Page extract

# # #

How clinically effective is MRI-guided biopsy for prostate cancer? The modality can greatly outperform transrectal ultrasound (TRUS)-guided biopsy results in detecting positive cases, concluded a new study published in the August issue of the American Journal of Roentgenology.
In addition, more than 70% of patients received a new or upgraded diagnosis of prostate cancer, while more than 60% of patients went on to treatment. Perhaps most importantly, MRI-guided biopsies detected positive cases of prostate cancer in two-thirds of patients whose results were negative on one or more TRUS-guided procedures (AJR, August 2019, Vol. 213:2, pp. 371-376).
"These findings provide reassurance that the use of this complex and expensive technology frequently leads to significant and management-changing biopsy results in actual clinical practice," wrote Dr. Nicholas Meermeier and colleagues from the Oregon Health & Science University in Portland.
From the approximately 1 million prostate biopsies performed in the U.S. each year, clinicians discovered some 165,000 new cases of prostate cancer in 2018. While TRUS-guided biopsy remains the first option for evaluation, multiparametric MRI has gained utilization due to advancing hardware, software, and biopsy technologies, which include both fusion biopsy and direct in-bore approaches.

# # #

Supplied data
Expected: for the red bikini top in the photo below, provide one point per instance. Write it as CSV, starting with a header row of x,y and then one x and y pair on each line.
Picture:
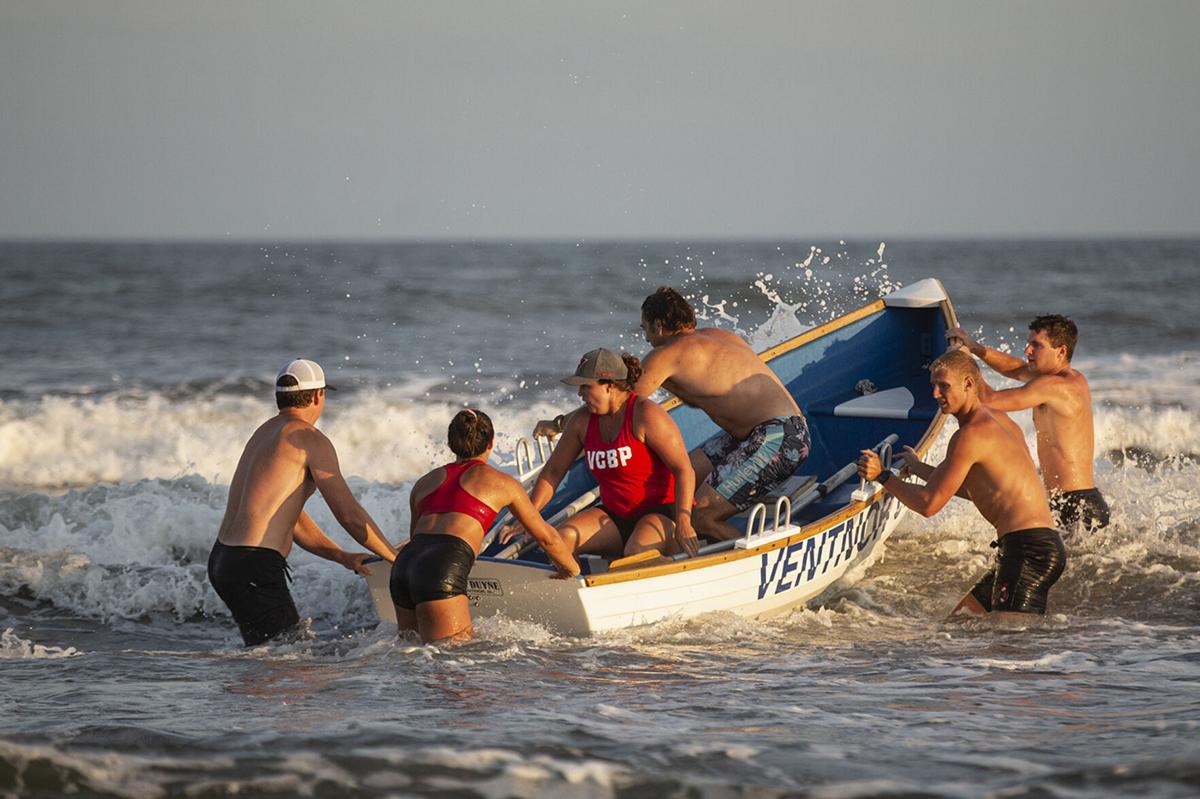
x,y
453,498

# # #

Task instructions
1 > According to the prostate biopsy article, in what share of patients with negative results on one or more TRUS-guided procedures did MRI-guided biopsy detect prostate cancer?
2 > Pick up the article on MRI-guided prostate biopsy after its final sentence and carry it forward.
The listing was taken from a separate source and is unrelated to the article on MRI-guided prostate biopsy.

Results of the tasks
1 > Two-thirds of those patients.

2 >
However, "surprisingly few studies describing the likelihood of progression to therapy" based on the outcome of MRI-guided prostate biopsies exist, the authors noted, "perhaps because it is presumed that a direct MRI-guided biopsy showing clinically significant cancer will lead to treatment. Although this may be a reasonable assumption, it would seem important to validate that direct MRI-guided biopsies with positive findings do truly change management, given that the technique is novel, is performed at only a few centers, and is technically complex."
To help gain that validation, Meermeier and colleagues set out on this retrospective study of 127 patients (mean age, 68 years; range, 63-73 years), which included 98 patients with unknown cancer and 29 patients with a Gleason score of 6 and whose cancer had not yet been treated. All the patients underwent a multiparametric MRI scan on either a 1.5- or 3-tesla system (Ingenia or Achieva, Philips Healthcare) with an endorectal coil.
MRI-guided biopsy results were positive for 93 patients (73%), with prostate cancer of Gleason score of 7 or greater found in 84 patients (90%). Overall, 90 patients (71%) received a new or upgraded diagnosis of prostate cancer, with 57 of those patients (63%) proceeding to prostatectomy, radiation, or androgen deprivation therapy. In addition, MRI-guided biopsies revealed positive findings among 57 (66%) of 86 patients who had negative findings from one or more TRUS-guided biopsies.
"The present study supports the use of direct MRI-guided biopsy as an appropriate problem-solving diagnostic approach for patients with suspicious findings on MRI and negative findings of prior TRUS-guided systematic biopsy, biopsy-naive patients, or patients with a prior biopsy showing Gleason score 6 disease only," Meermeier and colleagues concluded. "As such, we would suggest that direct MRI-guided biopsy be considered in those scenarios for patients who may otherwise be considered for TRUS-guided systematic biopsy or saturation biopsy."